_JOB_:
Pick out every line of the records below that contains the string "target", and copy each such line in full.

_EXERCISE MATERIALS_:
---

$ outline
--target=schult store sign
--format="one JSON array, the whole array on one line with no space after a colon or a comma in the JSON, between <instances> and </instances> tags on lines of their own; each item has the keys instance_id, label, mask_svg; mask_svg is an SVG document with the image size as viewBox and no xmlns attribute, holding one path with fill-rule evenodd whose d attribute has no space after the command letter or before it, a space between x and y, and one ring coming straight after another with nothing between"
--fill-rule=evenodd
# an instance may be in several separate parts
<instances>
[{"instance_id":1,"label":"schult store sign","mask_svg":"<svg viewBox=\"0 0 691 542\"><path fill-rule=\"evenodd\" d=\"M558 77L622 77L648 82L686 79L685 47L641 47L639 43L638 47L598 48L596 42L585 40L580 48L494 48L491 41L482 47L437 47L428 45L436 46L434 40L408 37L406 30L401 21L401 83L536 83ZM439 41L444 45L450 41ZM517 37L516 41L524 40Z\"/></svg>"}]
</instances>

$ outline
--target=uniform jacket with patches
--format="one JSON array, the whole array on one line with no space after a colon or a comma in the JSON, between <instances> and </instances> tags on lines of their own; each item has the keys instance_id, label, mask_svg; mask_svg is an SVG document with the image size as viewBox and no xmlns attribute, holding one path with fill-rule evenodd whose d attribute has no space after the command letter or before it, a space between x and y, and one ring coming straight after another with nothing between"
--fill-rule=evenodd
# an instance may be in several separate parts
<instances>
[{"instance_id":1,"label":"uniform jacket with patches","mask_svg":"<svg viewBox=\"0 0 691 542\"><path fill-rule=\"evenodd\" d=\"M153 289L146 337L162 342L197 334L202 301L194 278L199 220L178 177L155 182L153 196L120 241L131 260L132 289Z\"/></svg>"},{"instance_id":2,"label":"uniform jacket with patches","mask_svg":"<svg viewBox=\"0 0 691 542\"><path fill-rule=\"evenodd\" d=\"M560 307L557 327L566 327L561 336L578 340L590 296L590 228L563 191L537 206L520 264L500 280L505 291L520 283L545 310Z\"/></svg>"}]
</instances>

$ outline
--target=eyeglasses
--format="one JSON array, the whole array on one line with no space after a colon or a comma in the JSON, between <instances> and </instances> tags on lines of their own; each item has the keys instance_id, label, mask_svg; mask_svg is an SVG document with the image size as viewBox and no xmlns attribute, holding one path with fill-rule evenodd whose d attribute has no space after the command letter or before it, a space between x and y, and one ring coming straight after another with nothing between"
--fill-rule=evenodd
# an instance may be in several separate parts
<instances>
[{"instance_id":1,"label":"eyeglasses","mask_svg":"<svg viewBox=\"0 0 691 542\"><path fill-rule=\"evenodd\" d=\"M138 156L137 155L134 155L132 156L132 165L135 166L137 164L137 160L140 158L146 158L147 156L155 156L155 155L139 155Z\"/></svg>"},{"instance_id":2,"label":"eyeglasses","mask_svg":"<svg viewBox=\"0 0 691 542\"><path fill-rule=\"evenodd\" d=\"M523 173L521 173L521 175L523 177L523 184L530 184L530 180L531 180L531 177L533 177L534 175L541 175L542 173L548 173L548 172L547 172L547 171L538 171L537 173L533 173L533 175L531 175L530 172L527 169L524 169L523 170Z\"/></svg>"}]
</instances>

---

_ANSWER IN FULL_:
--target=schult store sign
--target=uniform jacket with patches
--target=eyeglasses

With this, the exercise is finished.